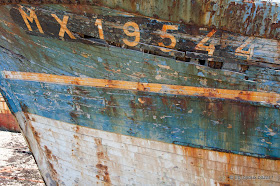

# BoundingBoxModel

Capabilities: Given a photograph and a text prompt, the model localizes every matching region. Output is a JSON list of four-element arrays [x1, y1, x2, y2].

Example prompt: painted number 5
[[158, 25, 178, 52]]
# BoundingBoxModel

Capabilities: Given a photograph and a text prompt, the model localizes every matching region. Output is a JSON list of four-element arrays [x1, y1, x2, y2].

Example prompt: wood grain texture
[[24, 114, 280, 185]]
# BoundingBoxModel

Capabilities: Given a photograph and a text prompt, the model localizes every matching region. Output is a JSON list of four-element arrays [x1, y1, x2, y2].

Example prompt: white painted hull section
[[16, 113, 280, 185]]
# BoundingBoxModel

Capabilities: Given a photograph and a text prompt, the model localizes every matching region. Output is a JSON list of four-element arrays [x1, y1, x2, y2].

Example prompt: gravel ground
[[0, 131, 45, 186]]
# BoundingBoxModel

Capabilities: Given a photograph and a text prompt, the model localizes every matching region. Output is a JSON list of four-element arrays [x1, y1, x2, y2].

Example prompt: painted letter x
[[52, 14, 76, 39]]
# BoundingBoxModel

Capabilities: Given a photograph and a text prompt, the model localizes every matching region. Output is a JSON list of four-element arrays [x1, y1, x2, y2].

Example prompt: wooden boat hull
[[0, 94, 20, 132], [0, 1, 280, 185]]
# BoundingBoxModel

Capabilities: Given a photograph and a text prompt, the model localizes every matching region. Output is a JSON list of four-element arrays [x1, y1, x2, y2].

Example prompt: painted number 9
[[123, 22, 140, 46]]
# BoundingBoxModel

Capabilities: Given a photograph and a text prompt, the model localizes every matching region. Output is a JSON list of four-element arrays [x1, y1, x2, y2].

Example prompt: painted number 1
[[95, 19, 104, 39]]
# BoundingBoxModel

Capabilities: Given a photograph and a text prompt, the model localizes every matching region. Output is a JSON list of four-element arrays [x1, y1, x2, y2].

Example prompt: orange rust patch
[[3, 71, 280, 105], [30, 125, 41, 143], [94, 138, 111, 184]]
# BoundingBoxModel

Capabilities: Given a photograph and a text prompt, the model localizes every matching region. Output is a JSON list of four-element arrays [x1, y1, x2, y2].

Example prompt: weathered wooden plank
[[4, 6, 279, 67], [25, 115, 279, 184]]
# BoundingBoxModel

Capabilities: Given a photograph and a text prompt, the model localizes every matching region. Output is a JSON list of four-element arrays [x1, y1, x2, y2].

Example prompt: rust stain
[[30, 124, 41, 144], [94, 138, 111, 185], [3, 71, 280, 105], [44, 146, 57, 183]]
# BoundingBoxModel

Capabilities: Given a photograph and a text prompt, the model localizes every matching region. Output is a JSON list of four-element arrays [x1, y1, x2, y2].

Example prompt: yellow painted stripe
[[2, 71, 280, 105]]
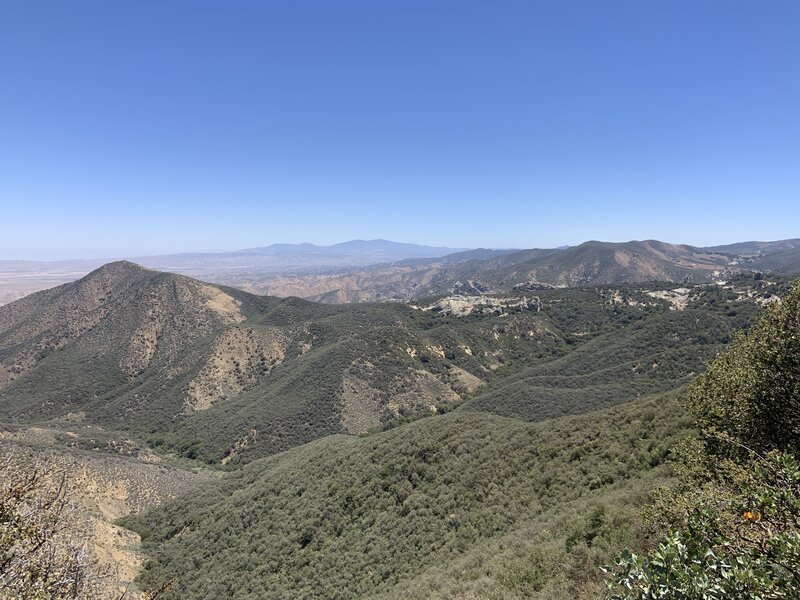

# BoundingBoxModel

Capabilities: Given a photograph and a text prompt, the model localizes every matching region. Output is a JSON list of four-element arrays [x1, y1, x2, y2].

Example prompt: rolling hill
[[0, 255, 786, 600]]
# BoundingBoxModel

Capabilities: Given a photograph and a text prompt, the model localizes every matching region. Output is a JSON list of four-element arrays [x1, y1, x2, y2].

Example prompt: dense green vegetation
[[126, 397, 686, 598], [0, 268, 781, 464], [0, 266, 800, 600], [609, 282, 800, 600]]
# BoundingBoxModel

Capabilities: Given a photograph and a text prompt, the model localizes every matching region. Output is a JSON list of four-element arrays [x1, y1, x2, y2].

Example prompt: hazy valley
[[0, 242, 796, 598]]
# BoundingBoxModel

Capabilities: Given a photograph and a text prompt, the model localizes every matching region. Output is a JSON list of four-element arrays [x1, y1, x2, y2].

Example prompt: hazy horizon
[[0, 1, 800, 259]]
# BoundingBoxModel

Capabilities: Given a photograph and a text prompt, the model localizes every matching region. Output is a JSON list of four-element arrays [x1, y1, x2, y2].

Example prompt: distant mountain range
[[0, 239, 800, 304], [223, 240, 800, 303], [0, 246, 793, 600]]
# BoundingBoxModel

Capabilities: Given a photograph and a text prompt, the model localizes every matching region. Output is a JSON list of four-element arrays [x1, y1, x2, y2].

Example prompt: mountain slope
[[125, 398, 685, 599], [296, 240, 744, 303], [0, 256, 774, 463]]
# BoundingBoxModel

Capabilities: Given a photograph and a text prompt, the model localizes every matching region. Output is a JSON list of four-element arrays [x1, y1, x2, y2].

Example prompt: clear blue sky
[[0, 0, 800, 258]]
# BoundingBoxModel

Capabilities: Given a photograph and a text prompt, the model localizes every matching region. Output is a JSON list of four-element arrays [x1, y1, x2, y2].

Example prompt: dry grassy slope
[[0, 262, 536, 460], [0, 427, 208, 600]]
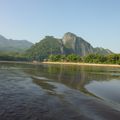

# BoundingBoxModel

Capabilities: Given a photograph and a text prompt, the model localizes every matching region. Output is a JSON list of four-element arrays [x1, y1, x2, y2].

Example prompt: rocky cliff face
[[62, 32, 94, 56], [27, 32, 112, 60]]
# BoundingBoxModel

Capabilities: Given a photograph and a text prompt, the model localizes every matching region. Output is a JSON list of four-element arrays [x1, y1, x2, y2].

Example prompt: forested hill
[[27, 32, 112, 60], [0, 35, 33, 52]]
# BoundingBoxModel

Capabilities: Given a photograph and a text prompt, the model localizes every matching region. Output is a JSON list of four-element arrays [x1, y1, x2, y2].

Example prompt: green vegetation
[[48, 54, 120, 64], [26, 36, 61, 61]]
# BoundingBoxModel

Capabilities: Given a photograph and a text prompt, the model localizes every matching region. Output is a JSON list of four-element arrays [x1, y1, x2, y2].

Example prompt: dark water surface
[[0, 63, 120, 120]]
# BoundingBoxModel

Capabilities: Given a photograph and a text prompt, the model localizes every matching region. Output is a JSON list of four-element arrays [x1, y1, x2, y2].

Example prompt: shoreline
[[0, 61, 120, 68], [42, 62, 120, 68]]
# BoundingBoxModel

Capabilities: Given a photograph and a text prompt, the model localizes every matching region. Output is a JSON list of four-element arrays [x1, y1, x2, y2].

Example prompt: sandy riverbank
[[0, 61, 120, 68], [42, 62, 120, 67]]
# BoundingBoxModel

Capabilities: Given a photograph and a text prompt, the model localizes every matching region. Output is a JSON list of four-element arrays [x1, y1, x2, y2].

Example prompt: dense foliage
[[0, 52, 30, 61], [27, 36, 61, 61], [48, 54, 120, 64]]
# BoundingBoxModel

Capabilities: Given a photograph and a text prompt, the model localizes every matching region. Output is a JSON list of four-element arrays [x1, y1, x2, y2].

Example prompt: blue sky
[[0, 0, 120, 53]]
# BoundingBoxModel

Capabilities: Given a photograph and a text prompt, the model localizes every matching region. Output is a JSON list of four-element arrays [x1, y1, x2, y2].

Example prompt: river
[[0, 63, 120, 120]]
----
Generate a word-for-word copy of the preceding records, excluding all pictures.

# BoundingBoxModel

Capabilities: Given a photograph and a text prompt, the model localizes every matching region. Output is a JSON list of four-element arrays [x1, y1, x2, y2].

Example prompt: painted number 5
[[158, 25, 178, 52]]
# BoundingBoxModel

Capabilities: Given a photograph and a text prompt, the model localizes every matching region. Output is a JSON list of four-element arrays [x1, y1, x2, y2].

Example prompt: wood grain texture
[[24, 114, 280, 185]]
# BoundingBoxModel

Capabilities: Given a photograph and a text prompt, the model localizes every matching region. Output is a JSON list of four-element arrays [x1, y1, x2, y2].

Example prompt: white painted hull section
[[16, 113, 280, 185]]
# BoundingBoxModel

Capabilities: Given a photograph and a text prompt, the model localizes every matching region. Output is a JSON list of four-element arrays [x1, y1, x2, y2].

Example prompt: gravel ground
[[0, 131, 45, 186]]
# BoundingBoxModel

Capabilities: Given a photograph and a text prompt, the model localizes every matching region. Output is a JSON list of four-element arrays [x1, y1, x2, y2].

Example prompt: painted letter x
[[52, 14, 76, 39]]
# BoundingBoxModel

Capabilities: Given a photograph and a text prompt, the model localizes every matching region. Output is a JSON list of four-element arrays [x1, y1, x2, y2].

Example prompt: wooden boat hull
[[0, 94, 20, 132], [0, 1, 280, 185]]
# BoundingBoxModel

Capabilities: Given a photograph and a text prompt, the model localizes every matching region. Output is a JSON list of four-element arrays [x1, y1, x2, y2].

Example prompt: painted number 9
[[123, 22, 140, 46]]
# BoundingBoxModel

Capabilities: Given a photograph and a text prompt, the model localizes every matching region. Output is a JSON list of four-element arrays [x1, y1, x2, y2].

Example prompt: painted number 1
[[95, 19, 104, 39]]
# BoundingBoxModel

Capabilities: Given a photograph and a text prompt, the model localizes every matching region. Output is a JSON list of four-element arrays [x1, y1, x2, y2].

Example prompt: orange rust patch
[[3, 71, 280, 105], [30, 125, 41, 143], [94, 138, 111, 184]]
# BoundingBoxModel

Capabilities: Given a photograph and a text prompt, the model localizes every matching region. Output is a JSON list of four-element arrays [x1, y1, x2, y2].

Example prompt: weathered wooden plank
[[4, 6, 279, 67], [25, 115, 279, 184]]
# BoundingBoxModel

Capabilities: Given a photograph and a text prompt, the model localizes every matching region. Output is a JSON list of four-element arrays [x1, y1, x2, y2].

Example prompt: rust stain
[[30, 124, 41, 144], [94, 138, 111, 185], [3, 71, 280, 105], [44, 146, 57, 183]]
# BoundingBoxModel

Capabilities: Given a photograph and a text prompt, the model localizes every matching region. Output is a JSON list of four-element arrays [x1, y1, x2, y2].

Example prompt: yellow painted stripe
[[2, 71, 280, 105]]

# BoundingBoxModel

Capabilities: Given a photograph and a text prompt, the model localizes every matching region. Output is a JSON list of four-element arrays [x1, y1, x2, y2].

Example prompt: rolling hill
[[0, 255, 786, 600]]
# BoundingBoxModel

Capabilities: Given a photograph and a text prompt, the model localizes every matching region. Output is a JSON list of four-element arrays [x1, y1, x2, y2].

Example prompt: dense green vegetation
[[126, 397, 686, 598], [0, 268, 781, 464], [0, 266, 800, 600], [609, 282, 800, 600]]
# BoundingBoxModel

Capabilities: Given a photograph and a text prompt, the model localizes every matching region. Output is a JSON list of four-element arrays [x1, y1, x2, y2].

Example prompt: hazy valley
[[0, 242, 796, 598]]
# BoundingBoxModel

Capabilities: Given a photograph and a text prompt, the model localizes every matching region. Output is a JSON list of four-element arrays [x1, y1, x2, y2].

Example prompt: hazy horizon
[[0, 1, 800, 259]]
# BoundingBoxModel

Capabilities: Given a photograph and a text prompt, the model localizes every matching region. Output is a JSON list of four-element arrays [x1, y1, x2, y2].

Example prompt: distant mountain range
[[0, 239, 800, 304], [223, 240, 800, 303], [0, 246, 793, 600]]
# BoundingBoxModel

Capabilities: Given a photograph and a text prompt, the model localizes every matching region. Output is a JSON list of four-element arrays [x1, y1, x2, y2].

Example prompt: mountain slope
[[125, 398, 685, 599], [296, 240, 744, 303], [0, 256, 774, 463]]
# BoundingBoxModel

Capabilities: Given a photograph and a text prompt, the model localizes every matching region. Output is a JSON list of four-element arrays [x1, y1, x2, y2].

Example prompt: clear blue sky
[[0, 0, 800, 258]]
# BoundingBoxModel

Capabilities: Given a photograph and a text prompt, the model localizes every matching region. Output is a JSON list of four-element arrays [x1, y1, x2, y2].

Example prompt: dry grassy slope
[[0, 262, 536, 460], [0, 427, 208, 600]]

# BoundingBoxModel

Capabilities: Given a photograph and a text prompt, the model localizes every matching region. Output is a JSON list of four-element arrays [x1, y1, x2, y2].

Example prompt: rocky cliff face
[[62, 32, 94, 56], [27, 32, 112, 60]]
# BoundingBoxModel

Capabilities: Given a photograph and a text prompt, the model localizes every matching region. Output is a JSON list of four-element arrays [x1, y1, x2, y2].

Example prompt: forested hill
[[27, 32, 112, 60], [0, 35, 33, 52]]
# BoundingBoxModel

Capabilities: Given a photograph and a text prompt, the model localizes every matching region. Output is a JSON list of four-element arrays [x1, y1, x2, y2].

Example prompt: green vegetation
[[48, 54, 120, 64], [26, 36, 61, 61]]
# BoundingBoxModel

Capabilities: Given a photograph and a text prompt, the model localizes every matching region. Output is a JSON list of four-element arrays [x1, y1, x2, y2].

Example prompt: dark water surface
[[0, 63, 120, 120]]
# BoundingBoxModel

Capabilities: Given a photograph and a text prompt, the model localizes every matching region. Output is a JSON list of four-element arrays [x1, y1, x2, y2].

Example prompt: shoreline
[[0, 61, 120, 68], [42, 62, 120, 68]]
# BoundingBoxModel

Capabilities: Given a photograph and a text prompt, the model localizes every matching region. Output is a JSON list of four-element arrays [x1, y1, x2, y2].

Example prompt: sandy riverbank
[[0, 61, 120, 68], [42, 62, 120, 67]]
# BoundingBoxModel

Capabilities: Given a photograph and a text prompt, the model localizes every matching region. Output is a JSON list of four-element arrays [x1, y1, x2, y2].

Example prompt: dense foliage
[[0, 52, 30, 61], [27, 36, 61, 61], [48, 54, 120, 64]]
# BoundingBoxModel

Capabilities: Given a photograph and a text prompt, the model localizes every matching region. Output is a JSON list of four-element arrays [x1, y1, x2, y2].

Example prompt: blue sky
[[0, 0, 120, 53]]
# BoundingBoxModel

Capabilities: Given a photograph and a text prompt, the model localizes every matching region. Output is a JSON list of four-element arrays [x1, y1, x2, y2].

Example prompt: river
[[0, 63, 120, 120]]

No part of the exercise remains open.